● GIVEN TEXT
++++++++

Housing prices in Tokyo have increased almost continuously for over two decades bolstered by attractive financing conditions and population growth. Imbalances have reached the bubble risk threshold as affordability has continued to deteriorate. But signs of weakening have emerged of late: price growth halved to 5% in year-over-year terms and lagged the nationwide average for the first time since a decade. In Sydney prices surged altogether by more than 30% in 2020 and 2021 before the tightening of lending standards last year and aggressive interest rate hikes this year sharply reduced affordability. Consequently, prices have already dropped by more than 5% during the second quarter of 2022. The market still remains highly overvalued. Hong Kong’s market recorded a nominal price correction of roughly 4% between mid-2021 and mid-2022—the weakest growth rate of all analyzed cities. Nevertheless, the market has not left bubble risk territory yet. Singapore enjoys a strong international position as a business hub and house prices added another 11% to their gains between mid-2021 and mid-2022.

++++++++

● WORK ORDER A
Answer these about the passage on city housing prices, one line each:
(i) To what rate did Tokyo's year-over-year price growth fall?
(ii) By how much did Sydney prices drop during the second quarter of 2022?
(iii) How much did Singapore house prices add between mid-2021 and mid-2022?
● WORK ORDER B
Pick up the passage on city housing prices after its final sentence and continue it.

● SUPPLIED INFORMATION
++++++++

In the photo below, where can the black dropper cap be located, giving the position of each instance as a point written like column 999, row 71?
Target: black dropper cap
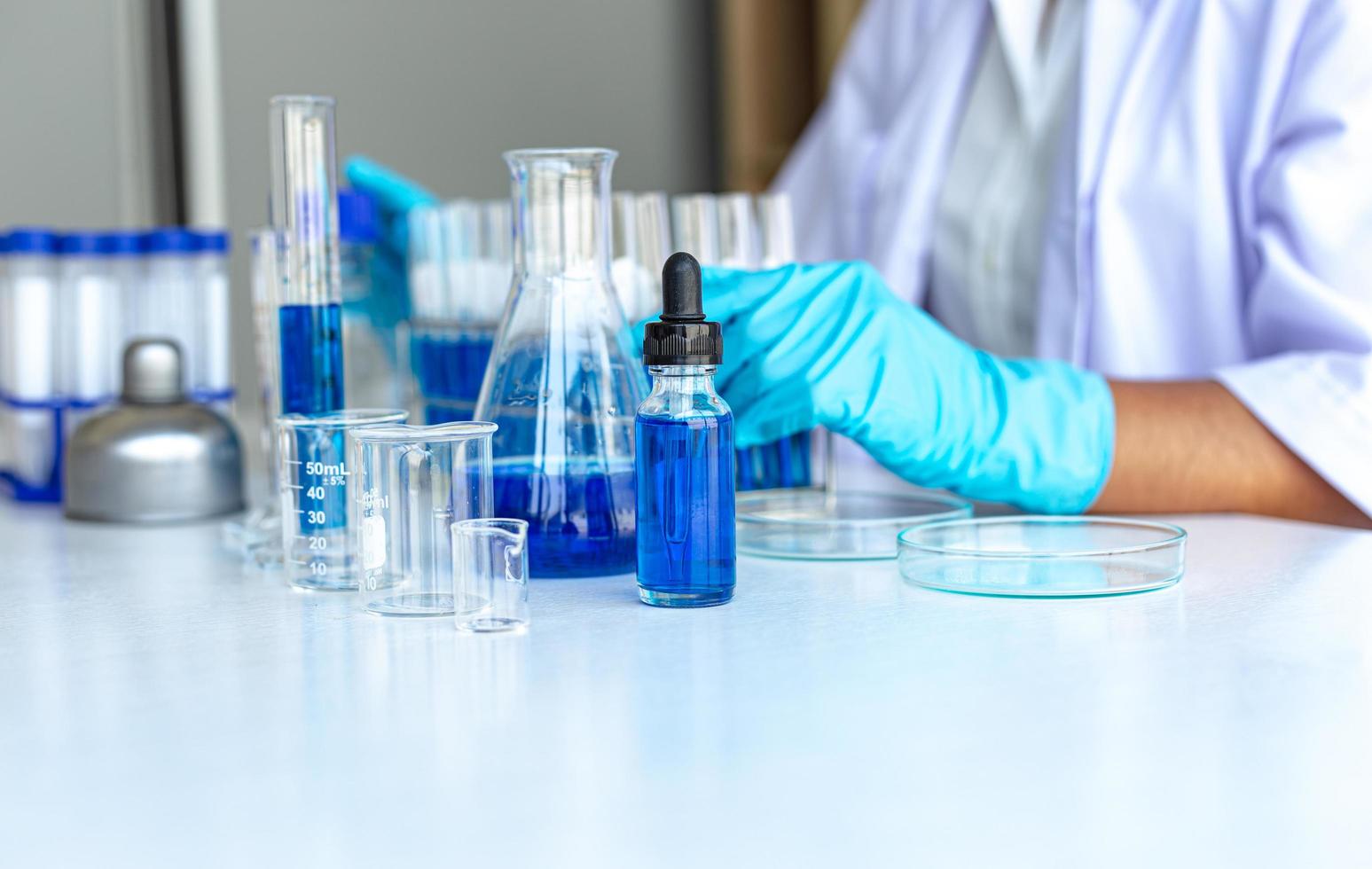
column 682, row 335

++++++++

● EXERCISE RESULT A
(i) 5%
(ii) More than 5%
(iii) Another 11%

● EXERCISE RESULT B
US cities analyzed have seen much stronger price growth since the onset of the pandemic compared to previous years. Miami continues to benefit from substantial inward migration and strong foreign investor interest. It recorded the strongest annual house price and rental growth rates, pushing the city further into overvalued territory. San Francisco recorded strong price increases, too. Considering subdued hiring in the tech industry and the prospect of continued remote and hybrid work models, the outlook for house prices in San Francisco is gloomy. In Los Angeles imbalances were already high and have increased further since last year with unaffordability reaching near all-time peaks. Boston benefited from the highest income growth of all cities in the study on the back of its strong and diverse economy. Imbalances remained roughly unchanged compared to last year. New York, on the contrary, exhibited the weakest price growth since mid-2021 of all US cities analyzed. It continues to trail more affordable tax-, business-, and regulatory-friendly cities and states.

Real house price levels in Vancouver and Toronto have more than tripled in the last 25 years. The index has been flashing warning signals in the last couple of years. The latest price surge of another 35% since the pandemic is not sustainable. The recent rate hikes by the Bank of Canada will likely be the last straw that broke the camel’s back. Price correction is already in the making.

After a long period of stagnation, price growth has picked up slightly in Sao Paulo but the market remains fairly-valued. And despite the recent sharp rise in interest rates, demand for new mortgages has stayed robust. More upside for real estate could be in the cards as the end of the monetary tightening cycle nears and the economic outlook remains solid.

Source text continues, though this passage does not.